**Written request**
Can you lay out the entries from the line with "task: segment the jacket hood" to the line with "282 69 L 280", both included, as a Markdown table with the columns Row and Line, skipping blank lines?

**Supplied data**
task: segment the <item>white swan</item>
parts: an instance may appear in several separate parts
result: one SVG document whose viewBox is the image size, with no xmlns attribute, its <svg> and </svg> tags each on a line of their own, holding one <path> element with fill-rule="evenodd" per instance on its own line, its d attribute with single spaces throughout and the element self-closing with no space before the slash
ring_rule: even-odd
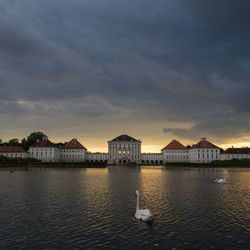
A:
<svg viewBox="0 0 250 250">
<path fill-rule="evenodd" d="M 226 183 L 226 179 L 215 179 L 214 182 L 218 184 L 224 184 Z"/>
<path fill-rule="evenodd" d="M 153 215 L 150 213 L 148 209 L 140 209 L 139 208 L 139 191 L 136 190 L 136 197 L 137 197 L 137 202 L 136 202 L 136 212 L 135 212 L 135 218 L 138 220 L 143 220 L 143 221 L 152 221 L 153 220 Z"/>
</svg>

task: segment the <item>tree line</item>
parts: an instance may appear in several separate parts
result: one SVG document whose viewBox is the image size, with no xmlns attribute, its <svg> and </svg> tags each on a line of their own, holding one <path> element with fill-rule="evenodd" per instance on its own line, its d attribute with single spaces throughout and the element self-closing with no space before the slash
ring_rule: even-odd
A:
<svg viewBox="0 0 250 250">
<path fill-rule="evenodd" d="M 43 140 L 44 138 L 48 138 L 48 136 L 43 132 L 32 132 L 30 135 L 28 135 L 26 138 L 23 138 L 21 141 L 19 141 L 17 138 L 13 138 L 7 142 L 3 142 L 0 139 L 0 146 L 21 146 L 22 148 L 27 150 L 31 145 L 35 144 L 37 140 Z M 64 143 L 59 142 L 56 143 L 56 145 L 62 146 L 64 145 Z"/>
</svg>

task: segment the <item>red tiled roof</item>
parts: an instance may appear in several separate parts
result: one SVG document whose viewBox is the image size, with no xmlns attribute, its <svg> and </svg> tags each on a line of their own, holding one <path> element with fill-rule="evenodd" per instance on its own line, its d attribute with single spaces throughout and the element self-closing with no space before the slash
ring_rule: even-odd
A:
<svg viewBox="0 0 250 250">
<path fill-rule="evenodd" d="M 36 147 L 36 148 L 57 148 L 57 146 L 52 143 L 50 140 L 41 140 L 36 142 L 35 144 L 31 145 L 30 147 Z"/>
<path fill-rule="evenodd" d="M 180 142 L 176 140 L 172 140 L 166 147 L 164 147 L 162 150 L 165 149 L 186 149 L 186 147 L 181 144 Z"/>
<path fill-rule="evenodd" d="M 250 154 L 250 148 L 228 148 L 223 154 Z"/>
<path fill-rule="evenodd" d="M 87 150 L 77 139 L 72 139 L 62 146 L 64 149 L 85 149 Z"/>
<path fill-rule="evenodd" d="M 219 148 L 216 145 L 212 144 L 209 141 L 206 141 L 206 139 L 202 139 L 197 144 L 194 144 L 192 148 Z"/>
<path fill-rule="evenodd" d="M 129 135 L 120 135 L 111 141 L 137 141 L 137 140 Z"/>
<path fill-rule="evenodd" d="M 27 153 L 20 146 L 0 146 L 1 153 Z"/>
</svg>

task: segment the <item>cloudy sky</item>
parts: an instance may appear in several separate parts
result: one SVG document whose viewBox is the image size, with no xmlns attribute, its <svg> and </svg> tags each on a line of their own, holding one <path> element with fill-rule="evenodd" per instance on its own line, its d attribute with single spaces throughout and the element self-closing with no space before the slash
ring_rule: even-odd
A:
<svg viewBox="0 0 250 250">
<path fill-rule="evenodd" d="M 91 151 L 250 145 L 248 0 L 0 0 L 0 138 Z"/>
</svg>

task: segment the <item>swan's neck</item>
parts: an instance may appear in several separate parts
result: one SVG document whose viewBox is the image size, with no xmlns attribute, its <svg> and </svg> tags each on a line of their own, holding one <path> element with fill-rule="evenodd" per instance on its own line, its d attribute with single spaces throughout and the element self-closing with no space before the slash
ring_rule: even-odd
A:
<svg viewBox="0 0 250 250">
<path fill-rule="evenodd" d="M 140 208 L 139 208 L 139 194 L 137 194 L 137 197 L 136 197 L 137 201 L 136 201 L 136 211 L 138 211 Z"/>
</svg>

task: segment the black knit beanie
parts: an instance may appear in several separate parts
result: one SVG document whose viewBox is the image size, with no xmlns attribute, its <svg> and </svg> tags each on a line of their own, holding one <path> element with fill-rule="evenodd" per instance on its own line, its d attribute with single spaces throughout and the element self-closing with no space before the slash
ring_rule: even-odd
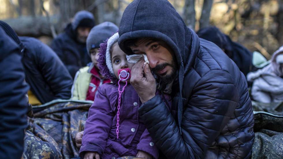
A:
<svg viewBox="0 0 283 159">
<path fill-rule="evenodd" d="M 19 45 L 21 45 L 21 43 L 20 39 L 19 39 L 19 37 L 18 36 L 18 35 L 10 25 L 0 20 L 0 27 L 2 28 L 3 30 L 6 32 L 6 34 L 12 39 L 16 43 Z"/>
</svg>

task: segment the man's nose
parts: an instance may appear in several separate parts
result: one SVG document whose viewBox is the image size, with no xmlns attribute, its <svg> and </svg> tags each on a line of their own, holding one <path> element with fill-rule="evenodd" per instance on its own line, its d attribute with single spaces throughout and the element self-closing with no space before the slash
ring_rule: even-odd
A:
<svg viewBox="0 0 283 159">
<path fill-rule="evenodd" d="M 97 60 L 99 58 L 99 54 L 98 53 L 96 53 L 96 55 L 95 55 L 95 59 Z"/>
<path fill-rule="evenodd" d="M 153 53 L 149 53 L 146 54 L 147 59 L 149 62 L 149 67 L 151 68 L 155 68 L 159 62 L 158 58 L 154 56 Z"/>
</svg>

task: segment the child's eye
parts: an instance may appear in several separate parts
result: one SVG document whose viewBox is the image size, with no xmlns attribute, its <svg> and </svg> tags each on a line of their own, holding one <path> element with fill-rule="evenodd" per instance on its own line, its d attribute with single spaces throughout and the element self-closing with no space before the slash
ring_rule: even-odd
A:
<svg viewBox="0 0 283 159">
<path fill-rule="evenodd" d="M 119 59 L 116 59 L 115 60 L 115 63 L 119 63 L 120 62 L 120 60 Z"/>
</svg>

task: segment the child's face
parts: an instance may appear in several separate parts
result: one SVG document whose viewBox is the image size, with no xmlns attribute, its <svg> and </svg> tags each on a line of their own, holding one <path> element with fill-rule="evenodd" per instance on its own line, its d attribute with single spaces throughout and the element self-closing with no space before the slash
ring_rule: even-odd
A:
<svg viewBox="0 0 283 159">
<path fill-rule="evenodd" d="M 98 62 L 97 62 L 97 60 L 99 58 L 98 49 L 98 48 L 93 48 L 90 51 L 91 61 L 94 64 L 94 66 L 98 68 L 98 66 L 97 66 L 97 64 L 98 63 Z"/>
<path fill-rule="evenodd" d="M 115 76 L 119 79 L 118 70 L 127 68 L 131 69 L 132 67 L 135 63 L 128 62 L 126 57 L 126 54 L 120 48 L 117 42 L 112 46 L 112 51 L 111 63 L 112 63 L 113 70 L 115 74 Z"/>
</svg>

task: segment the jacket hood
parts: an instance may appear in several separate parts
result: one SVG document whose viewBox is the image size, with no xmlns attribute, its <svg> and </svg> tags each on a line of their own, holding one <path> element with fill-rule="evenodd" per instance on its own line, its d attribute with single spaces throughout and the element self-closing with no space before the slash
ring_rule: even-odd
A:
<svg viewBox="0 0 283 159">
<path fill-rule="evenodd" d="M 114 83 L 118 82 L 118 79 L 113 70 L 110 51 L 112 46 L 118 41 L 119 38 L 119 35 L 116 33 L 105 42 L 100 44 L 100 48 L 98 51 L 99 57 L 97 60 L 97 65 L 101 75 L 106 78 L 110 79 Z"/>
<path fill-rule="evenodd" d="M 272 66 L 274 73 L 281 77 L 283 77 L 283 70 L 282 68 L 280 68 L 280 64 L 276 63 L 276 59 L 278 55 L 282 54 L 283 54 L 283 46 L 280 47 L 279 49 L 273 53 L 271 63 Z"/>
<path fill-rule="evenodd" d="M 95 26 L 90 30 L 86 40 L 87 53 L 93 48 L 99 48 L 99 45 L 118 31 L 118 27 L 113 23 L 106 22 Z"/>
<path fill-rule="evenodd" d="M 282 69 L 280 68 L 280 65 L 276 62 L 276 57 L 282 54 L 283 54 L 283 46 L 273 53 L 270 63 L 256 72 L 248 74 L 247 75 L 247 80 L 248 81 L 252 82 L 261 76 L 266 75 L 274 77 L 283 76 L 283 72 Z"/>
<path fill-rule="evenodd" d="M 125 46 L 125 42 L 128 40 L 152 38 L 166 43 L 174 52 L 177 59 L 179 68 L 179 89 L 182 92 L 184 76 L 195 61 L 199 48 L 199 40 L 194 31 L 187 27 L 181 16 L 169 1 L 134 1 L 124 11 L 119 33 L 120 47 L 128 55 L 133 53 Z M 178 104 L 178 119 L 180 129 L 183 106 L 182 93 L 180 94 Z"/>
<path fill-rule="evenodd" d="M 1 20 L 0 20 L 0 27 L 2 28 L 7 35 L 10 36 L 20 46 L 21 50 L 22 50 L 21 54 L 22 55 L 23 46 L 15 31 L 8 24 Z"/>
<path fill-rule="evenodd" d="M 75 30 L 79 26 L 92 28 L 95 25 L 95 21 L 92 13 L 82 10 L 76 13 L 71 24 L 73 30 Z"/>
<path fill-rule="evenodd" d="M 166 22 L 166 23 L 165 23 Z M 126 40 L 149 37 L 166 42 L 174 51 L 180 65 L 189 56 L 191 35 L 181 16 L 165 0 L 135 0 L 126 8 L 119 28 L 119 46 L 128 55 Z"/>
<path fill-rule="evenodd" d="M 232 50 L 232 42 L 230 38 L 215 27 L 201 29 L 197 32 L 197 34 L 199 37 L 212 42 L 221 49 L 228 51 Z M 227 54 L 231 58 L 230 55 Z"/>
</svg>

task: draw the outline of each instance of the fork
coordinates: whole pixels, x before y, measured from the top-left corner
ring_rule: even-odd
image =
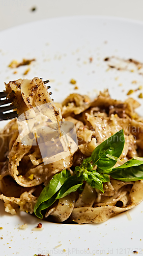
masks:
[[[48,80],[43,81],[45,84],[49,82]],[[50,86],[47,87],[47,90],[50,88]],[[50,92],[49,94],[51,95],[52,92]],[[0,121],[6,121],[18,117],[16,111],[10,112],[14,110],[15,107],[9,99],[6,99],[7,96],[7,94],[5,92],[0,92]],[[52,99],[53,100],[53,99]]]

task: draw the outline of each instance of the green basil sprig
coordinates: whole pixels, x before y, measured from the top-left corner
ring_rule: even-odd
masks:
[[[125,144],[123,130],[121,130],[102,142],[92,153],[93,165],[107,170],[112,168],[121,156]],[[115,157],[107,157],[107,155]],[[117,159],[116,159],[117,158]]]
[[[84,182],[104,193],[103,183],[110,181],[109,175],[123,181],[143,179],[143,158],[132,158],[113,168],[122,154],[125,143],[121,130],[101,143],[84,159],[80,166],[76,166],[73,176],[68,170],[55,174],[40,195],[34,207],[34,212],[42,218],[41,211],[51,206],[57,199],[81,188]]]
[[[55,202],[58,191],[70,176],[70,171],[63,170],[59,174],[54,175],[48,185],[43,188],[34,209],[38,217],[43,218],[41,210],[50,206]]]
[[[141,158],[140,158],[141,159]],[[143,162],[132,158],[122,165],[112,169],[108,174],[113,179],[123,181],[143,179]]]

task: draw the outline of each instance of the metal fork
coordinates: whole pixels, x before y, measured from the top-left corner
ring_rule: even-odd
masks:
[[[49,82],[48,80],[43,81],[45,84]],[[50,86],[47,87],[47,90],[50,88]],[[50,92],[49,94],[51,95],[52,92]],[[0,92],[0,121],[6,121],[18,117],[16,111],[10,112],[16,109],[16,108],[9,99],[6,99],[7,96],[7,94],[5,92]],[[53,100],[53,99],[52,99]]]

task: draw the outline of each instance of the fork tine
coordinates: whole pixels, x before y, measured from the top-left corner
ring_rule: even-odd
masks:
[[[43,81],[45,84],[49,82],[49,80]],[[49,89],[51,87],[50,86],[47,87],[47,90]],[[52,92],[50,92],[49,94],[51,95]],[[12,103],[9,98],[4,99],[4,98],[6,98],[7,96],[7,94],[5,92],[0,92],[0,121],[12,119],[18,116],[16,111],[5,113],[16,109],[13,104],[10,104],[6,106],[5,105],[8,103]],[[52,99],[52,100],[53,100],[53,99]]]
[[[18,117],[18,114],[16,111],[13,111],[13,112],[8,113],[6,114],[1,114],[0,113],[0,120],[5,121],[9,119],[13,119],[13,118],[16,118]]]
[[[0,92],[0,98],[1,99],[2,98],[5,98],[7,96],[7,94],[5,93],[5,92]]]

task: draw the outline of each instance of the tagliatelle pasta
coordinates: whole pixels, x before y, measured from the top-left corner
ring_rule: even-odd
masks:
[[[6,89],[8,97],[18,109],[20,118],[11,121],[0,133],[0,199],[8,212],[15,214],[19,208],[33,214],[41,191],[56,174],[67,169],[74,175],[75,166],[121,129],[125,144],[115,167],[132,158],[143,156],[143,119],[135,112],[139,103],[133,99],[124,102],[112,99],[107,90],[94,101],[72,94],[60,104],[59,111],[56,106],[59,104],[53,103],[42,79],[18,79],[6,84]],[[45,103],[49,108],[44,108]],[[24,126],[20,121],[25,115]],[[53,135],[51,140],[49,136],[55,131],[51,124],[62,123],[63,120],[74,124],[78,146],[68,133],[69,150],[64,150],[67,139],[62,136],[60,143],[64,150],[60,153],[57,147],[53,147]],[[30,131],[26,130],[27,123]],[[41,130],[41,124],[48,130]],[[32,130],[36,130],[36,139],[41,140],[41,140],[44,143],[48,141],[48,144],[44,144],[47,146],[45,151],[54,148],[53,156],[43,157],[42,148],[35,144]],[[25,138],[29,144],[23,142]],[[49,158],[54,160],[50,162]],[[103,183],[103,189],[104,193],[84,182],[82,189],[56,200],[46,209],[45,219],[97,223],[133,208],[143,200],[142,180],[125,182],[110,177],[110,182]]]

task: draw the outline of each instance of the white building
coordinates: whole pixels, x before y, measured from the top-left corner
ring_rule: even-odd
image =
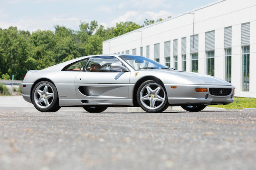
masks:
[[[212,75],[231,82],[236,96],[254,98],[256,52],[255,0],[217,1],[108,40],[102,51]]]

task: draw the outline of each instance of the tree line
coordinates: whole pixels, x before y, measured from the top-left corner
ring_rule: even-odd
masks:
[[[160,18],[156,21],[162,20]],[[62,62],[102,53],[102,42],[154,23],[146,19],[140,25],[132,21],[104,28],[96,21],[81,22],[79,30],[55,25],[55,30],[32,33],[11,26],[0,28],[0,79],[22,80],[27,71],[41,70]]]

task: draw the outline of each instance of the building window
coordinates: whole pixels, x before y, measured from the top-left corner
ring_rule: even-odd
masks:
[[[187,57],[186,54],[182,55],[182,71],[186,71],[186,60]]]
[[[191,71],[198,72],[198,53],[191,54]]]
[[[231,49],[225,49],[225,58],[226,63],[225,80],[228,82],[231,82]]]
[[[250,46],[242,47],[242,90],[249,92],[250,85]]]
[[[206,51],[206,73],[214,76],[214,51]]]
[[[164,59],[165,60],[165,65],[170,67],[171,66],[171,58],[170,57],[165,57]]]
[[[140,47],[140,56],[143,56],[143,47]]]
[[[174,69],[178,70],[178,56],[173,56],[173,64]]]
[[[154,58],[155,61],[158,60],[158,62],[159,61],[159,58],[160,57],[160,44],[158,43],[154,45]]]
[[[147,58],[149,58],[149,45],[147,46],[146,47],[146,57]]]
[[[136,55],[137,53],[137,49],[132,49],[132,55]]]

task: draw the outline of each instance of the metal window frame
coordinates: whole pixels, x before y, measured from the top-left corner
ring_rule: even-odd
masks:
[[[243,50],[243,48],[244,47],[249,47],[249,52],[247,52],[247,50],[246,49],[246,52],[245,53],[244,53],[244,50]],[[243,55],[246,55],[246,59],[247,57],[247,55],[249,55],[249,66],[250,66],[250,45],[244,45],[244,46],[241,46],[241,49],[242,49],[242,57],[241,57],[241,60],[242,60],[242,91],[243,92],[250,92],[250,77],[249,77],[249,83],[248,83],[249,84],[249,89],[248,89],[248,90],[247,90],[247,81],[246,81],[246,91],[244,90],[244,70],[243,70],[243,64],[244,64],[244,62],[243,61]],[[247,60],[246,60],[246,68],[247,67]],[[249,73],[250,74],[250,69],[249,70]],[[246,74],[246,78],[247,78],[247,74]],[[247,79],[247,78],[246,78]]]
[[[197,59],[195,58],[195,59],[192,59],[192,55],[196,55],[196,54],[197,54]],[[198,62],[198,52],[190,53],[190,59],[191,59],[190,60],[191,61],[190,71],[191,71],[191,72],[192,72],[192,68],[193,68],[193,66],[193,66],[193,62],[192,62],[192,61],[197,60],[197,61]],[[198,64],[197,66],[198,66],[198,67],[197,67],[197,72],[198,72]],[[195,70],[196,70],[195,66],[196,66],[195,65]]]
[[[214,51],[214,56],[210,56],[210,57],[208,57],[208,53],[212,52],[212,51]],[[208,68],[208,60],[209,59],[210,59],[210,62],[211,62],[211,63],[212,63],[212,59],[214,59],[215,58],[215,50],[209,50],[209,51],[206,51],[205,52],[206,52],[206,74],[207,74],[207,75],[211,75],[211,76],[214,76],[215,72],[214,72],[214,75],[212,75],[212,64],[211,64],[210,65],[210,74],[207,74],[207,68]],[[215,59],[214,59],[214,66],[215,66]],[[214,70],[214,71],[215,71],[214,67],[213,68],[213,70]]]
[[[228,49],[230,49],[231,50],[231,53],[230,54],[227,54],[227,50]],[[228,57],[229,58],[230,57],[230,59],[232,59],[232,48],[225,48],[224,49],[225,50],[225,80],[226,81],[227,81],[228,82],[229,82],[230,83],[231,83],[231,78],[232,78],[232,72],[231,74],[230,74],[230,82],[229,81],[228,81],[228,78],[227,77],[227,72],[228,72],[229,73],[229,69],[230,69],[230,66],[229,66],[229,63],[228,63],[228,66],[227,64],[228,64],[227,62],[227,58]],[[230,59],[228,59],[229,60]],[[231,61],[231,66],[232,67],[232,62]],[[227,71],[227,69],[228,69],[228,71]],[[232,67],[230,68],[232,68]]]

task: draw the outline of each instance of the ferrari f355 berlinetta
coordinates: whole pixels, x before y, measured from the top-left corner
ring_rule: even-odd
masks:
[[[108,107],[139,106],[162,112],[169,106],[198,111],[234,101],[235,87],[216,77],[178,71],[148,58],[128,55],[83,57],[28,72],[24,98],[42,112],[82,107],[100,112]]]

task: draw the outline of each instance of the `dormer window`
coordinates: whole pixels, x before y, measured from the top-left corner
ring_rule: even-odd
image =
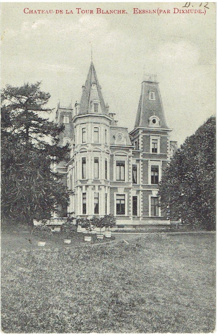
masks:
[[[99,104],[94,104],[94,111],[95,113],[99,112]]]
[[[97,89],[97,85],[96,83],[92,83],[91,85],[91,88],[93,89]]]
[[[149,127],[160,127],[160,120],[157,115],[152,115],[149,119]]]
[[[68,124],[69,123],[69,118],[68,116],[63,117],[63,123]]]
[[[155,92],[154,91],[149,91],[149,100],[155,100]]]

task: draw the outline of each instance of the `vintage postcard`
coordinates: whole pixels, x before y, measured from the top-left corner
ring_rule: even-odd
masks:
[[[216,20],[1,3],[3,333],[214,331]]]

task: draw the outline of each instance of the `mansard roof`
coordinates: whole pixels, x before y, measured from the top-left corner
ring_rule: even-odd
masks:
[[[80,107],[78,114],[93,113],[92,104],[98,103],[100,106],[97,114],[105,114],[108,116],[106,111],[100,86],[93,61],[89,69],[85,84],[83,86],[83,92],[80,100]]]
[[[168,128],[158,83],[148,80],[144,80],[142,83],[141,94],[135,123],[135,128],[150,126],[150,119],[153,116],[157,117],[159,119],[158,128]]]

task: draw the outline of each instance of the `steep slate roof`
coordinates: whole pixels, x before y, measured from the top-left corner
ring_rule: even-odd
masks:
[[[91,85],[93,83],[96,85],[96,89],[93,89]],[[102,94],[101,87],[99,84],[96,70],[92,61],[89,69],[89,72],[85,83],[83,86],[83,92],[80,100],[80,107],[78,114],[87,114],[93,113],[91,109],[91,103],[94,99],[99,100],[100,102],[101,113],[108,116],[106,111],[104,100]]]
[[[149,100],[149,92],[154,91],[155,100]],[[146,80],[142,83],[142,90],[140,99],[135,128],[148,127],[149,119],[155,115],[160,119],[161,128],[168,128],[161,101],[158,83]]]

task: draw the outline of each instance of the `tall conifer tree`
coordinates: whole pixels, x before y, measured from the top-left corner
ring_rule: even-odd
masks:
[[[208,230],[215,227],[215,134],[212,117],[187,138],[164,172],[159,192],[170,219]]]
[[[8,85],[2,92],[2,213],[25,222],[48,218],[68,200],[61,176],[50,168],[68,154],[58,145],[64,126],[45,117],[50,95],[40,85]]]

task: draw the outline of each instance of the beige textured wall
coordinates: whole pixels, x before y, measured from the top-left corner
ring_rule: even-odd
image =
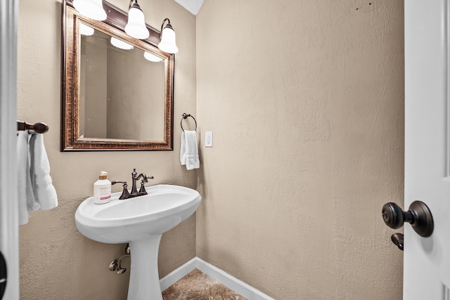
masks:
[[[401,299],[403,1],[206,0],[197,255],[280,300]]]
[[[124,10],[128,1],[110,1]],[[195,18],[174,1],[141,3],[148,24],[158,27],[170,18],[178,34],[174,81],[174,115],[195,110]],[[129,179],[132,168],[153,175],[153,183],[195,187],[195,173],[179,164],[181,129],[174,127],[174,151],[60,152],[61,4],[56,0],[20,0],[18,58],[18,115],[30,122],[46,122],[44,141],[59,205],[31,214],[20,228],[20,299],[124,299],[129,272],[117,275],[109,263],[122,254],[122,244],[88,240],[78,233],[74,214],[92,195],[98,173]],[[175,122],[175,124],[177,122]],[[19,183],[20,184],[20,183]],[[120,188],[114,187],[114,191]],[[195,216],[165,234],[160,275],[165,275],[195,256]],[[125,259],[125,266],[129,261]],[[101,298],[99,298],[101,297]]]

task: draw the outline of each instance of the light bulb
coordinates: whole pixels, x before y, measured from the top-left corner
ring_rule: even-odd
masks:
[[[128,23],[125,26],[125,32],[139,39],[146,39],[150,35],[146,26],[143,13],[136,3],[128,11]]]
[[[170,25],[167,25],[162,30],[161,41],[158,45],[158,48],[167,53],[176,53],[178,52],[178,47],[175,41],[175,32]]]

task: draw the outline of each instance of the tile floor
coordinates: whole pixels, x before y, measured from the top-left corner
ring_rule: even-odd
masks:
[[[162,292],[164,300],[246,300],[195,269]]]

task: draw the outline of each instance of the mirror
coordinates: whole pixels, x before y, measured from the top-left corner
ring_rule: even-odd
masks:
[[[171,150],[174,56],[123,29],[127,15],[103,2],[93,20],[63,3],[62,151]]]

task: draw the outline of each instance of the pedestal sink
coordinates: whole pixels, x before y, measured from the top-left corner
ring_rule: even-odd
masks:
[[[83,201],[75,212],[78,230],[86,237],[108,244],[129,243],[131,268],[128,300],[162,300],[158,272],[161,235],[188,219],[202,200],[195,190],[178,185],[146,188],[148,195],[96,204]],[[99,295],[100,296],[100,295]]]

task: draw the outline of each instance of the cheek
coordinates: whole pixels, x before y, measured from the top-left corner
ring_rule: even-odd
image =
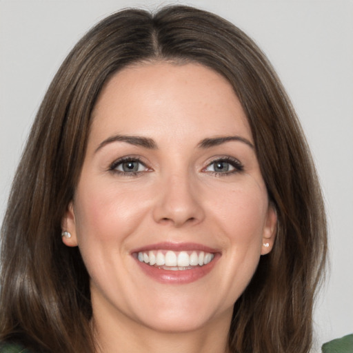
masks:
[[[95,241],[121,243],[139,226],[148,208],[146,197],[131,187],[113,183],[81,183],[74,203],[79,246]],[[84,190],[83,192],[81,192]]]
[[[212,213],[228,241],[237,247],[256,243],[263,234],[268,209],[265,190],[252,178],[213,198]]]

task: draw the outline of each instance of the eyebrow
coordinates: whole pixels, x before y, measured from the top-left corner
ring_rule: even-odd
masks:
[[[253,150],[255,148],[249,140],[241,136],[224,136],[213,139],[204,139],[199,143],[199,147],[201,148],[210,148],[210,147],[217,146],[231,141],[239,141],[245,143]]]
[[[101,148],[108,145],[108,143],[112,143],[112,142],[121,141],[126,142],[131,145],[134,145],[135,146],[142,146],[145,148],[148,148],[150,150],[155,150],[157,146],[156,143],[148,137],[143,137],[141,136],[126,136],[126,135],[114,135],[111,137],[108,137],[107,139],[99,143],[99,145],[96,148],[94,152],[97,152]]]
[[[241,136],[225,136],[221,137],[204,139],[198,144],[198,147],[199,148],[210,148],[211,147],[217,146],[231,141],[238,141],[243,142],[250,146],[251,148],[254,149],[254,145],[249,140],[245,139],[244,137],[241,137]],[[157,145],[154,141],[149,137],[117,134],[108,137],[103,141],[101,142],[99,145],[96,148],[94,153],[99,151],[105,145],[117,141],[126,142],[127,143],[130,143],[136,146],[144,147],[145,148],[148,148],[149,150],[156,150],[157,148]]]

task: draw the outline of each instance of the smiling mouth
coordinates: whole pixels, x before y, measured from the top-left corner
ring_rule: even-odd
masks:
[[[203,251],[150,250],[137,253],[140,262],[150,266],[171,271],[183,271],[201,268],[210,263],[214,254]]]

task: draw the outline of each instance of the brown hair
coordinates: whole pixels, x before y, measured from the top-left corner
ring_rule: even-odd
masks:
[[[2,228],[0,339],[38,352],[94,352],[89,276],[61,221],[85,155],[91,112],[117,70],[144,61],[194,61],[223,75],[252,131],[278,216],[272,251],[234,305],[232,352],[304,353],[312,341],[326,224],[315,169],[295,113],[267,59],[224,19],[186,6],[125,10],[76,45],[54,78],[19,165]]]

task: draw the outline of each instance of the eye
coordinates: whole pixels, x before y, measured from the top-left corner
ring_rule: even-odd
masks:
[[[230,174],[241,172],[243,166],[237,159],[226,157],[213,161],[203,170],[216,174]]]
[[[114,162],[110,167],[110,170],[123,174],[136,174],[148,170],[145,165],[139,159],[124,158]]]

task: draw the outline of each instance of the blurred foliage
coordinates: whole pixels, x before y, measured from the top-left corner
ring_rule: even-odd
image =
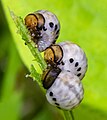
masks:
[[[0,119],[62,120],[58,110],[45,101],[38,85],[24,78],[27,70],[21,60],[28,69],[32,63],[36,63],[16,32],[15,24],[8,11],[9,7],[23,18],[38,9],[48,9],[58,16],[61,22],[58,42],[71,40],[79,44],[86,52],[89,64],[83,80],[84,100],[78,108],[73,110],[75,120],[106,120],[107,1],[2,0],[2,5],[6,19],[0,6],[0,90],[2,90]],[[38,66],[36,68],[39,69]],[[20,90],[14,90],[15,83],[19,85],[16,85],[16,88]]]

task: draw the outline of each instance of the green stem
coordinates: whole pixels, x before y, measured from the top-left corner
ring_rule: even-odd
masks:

**Solution to the problem**
| Row | Line |
|---|---|
| 1 | task: segment the jacket hood |
| 2 | parts: an instance may appear in several separate parts |
| 3 | result: one SVG document whose viewBox is the image size, with no xmlns attribute, its <svg> and </svg> tags each on a line of their own, holding one <path> element with fill-rule="evenodd" per instance on its own line, its d attribute with single spaces throughout and the element self-closing with no space before the slash |
| 4 | ring_rule: even-odd |
| 5 | A: |
| 6 | <svg viewBox="0 0 283 159"> |
| 7 | <path fill-rule="evenodd" d="M 114 83 L 118 82 L 118 79 L 113 70 L 110 51 L 112 46 L 118 41 L 119 38 L 119 35 L 116 33 L 105 42 L 100 44 L 100 48 L 98 51 L 99 57 L 97 60 L 97 65 L 101 75 L 106 78 L 110 79 Z"/> |
| 8 | <path fill-rule="evenodd" d="M 272 66 L 274 73 L 281 77 L 283 77 L 283 70 L 282 68 L 280 68 L 280 64 L 276 63 L 276 59 L 278 55 L 282 54 L 283 54 L 283 46 L 280 47 L 279 49 L 273 53 L 271 63 Z"/> |
| 9 | <path fill-rule="evenodd" d="M 95 26 L 90 30 L 86 40 L 87 53 L 93 48 L 99 48 L 99 45 L 118 31 L 118 27 L 113 23 L 106 22 Z"/> |
| 10 | <path fill-rule="evenodd" d="M 282 69 L 280 68 L 280 65 L 276 62 L 276 57 L 282 54 L 283 54 L 283 46 L 273 53 L 270 63 L 256 72 L 248 74 L 247 75 L 247 80 L 248 81 L 252 82 L 261 76 L 266 75 L 274 77 L 283 76 L 283 72 Z"/> |